***** Available records

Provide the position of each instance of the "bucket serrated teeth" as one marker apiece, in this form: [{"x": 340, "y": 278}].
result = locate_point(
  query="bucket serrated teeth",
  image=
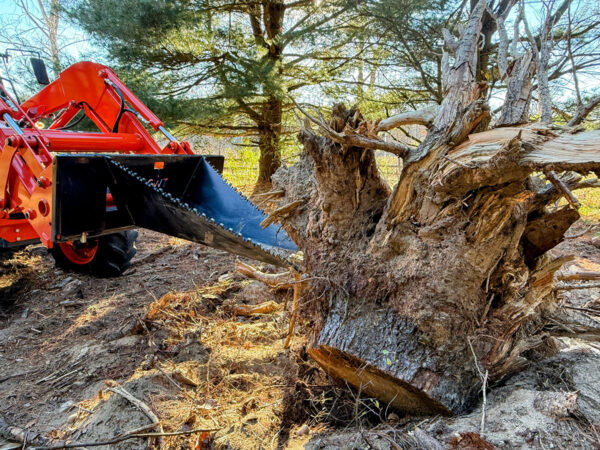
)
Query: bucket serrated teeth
[{"x": 218, "y": 228}]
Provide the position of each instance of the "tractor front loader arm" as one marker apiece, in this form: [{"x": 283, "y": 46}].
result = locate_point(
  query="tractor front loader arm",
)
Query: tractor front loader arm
[{"x": 66, "y": 187}]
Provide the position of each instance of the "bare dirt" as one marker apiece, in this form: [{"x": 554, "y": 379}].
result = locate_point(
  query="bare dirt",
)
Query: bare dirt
[{"x": 167, "y": 332}]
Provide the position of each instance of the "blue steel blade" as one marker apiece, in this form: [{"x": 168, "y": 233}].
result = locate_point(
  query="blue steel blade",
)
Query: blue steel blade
[{"x": 219, "y": 201}]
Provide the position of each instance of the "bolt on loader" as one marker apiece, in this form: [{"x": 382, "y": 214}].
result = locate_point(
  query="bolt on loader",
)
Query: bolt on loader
[{"x": 82, "y": 194}]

**********

*Exercise directions*
Without including any picture, write out the material above verbatim.

*Problem solution*
Provide the position of each instance of the "bucket serrated teeth" as one marker apiece, in this form: [{"x": 340, "y": 278}].
result = locate_point(
  query="bucket serrated teeth",
  image=
)
Query: bucket serrated teeth
[{"x": 218, "y": 228}]
Provide the position of each instance of the "tractor front loader arm" as one marker apiece, in this form: [{"x": 283, "y": 46}].
result = locate_point(
  query="tractor front loader arm",
)
Query: tractor front loader arm
[{"x": 66, "y": 187}]
Provide the position of each instance of the "bare dirt" as one marker apiece, in this form: [{"x": 554, "y": 379}].
result = locate_point(
  query="bare dirt",
)
Query: bare dirt
[{"x": 167, "y": 332}]
Provide the position of each instance of the "blue steel blade" as one marker apiece, in this form: [{"x": 168, "y": 233}].
result = locate_point(
  query="blue steel blade",
)
Query: blue steel blade
[{"x": 219, "y": 201}]
Provide the position of each instance of the "bolt on loader" as one marker apiece, in this form: [{"x": 382, "y": 214}].
result = locate_point(
  query="bolt on loader",
)
Query: bolt on loader
[{"x": 82, "y": 194}]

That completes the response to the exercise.